# Actions to take:
1. Answer these about the lifeguard thread:
(a) Which book does one commenter say they have handy?
(b) Which venue is advertising for pool attendants?
(c) Where were Bronze Medallion trainees taught to position themselves relative to the victim?
2. Please write the next few lines of the lifeguard thread, picking up after its final comment.

# Page text:
---

That may be him, but I seem to recall it being a stationary platform for some reason. I may be wrong, of course!
It was NOT Greg Louganis. I don’t have an online source, but I have my *Complete Book of the Summer Olympics * (Wallechinsky 2000) handy. Louganis came out of the pool, had temporary sutures applied and completed another dive. Louganis, HIV positive, was worried about his blood possibly infecting others.
As a former lifeguard, and can assure you that we got much more training than that, and rescuing a panicked victim isn’t easy at all.
Having said that, I doubt any swimmer in the Olympics could reach that state of panic.
You’re right about qualifications. The Sydney Olympic Park Aquatic Centre is currently advertising for pool attendants. They require Bronze Medallion, Pool Lifeguard Licence, Advanced Resuscitation with Oxygen Certificate, Senior First Aid Certificate.
I think you may be mistaken with your second point. When I did my Bronze Medallion we were taught to be wary of approaching the “victim” even if they appeared coherent. The idea was to get behind them so you could not be grabbed and instructors stressed that the victim could have the overpowering urge to climb on your head and drown you both at any moment.

---

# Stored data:
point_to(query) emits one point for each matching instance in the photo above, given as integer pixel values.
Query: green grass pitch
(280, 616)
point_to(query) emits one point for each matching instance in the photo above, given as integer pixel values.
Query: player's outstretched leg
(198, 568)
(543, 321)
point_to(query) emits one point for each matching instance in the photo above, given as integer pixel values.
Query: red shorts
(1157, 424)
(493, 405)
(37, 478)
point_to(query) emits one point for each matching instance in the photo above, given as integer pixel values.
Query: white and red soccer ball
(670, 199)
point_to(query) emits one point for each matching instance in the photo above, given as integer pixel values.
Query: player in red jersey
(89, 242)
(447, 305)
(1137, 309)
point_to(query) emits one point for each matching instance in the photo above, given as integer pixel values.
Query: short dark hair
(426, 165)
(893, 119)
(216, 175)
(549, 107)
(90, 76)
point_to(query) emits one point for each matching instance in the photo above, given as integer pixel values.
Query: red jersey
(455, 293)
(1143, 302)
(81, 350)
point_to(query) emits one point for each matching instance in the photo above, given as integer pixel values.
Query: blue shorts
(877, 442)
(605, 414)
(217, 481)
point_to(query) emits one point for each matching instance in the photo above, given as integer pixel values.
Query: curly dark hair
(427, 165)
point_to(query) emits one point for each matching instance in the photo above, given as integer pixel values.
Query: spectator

---

# Outputs by task:
1.
(a) *Complete Book of the Summer Olympics* (Wallechinsky 2000)
(b) The Sydney Olympic Park Aquatic Centre
(c) Behind the victim, so they could not be grabbed

2.
A few years ago I saw a TV program about some remarkable work done by (I think) a British scientist. He wanted to work out why people do the wrong things when they are in trouble in water - for instance the moment you lift your arms you sink. His surreal experiments consisted of him tying weights to his legs and jumping in a pool where he would try to stay afloat. Eventually he would “drown” and his assistants would jump in and pull him out. After “drowning” himself many times he concluded that a series of misguided reflexes made it impossible for us to take appropriate actions once we have the sense that we are going to drown.
I had the same training, and I agree that a panicked victim is an extremely dangerous situation. However, I still maintain that an Olympic swimmer, one who spends hours in the pool each day, would never reach that level of panic. As a competitive swimmer and diver, I’ve been run over in the pool, swallowed huge quantities of water, cramped up in the deep end, and nearly knocked myself out screwing up dives, but never approached panic. The swimmers in the Olympics are so far beyond me in “pool sense” that I have a difficult time believing that they could panic in a pool without something truely exceptional happening.
Originally Posted by liirogue
I think that might have been a Russian diver at the Olympics in Calgary. As I recall, he later died from his head injury.
I would be surprised if there weren’t just lifeguards but rescue crews standing by at diving events - especially platform diving. Injuries aren’t that uncommon.
It was a Soviet diver who died attempting a 3 1/2 somersault at the 1983 University Games. I can’t find his name (I believe he was Georgian). He hit his head on the platform and I think he was unconscious as he fell.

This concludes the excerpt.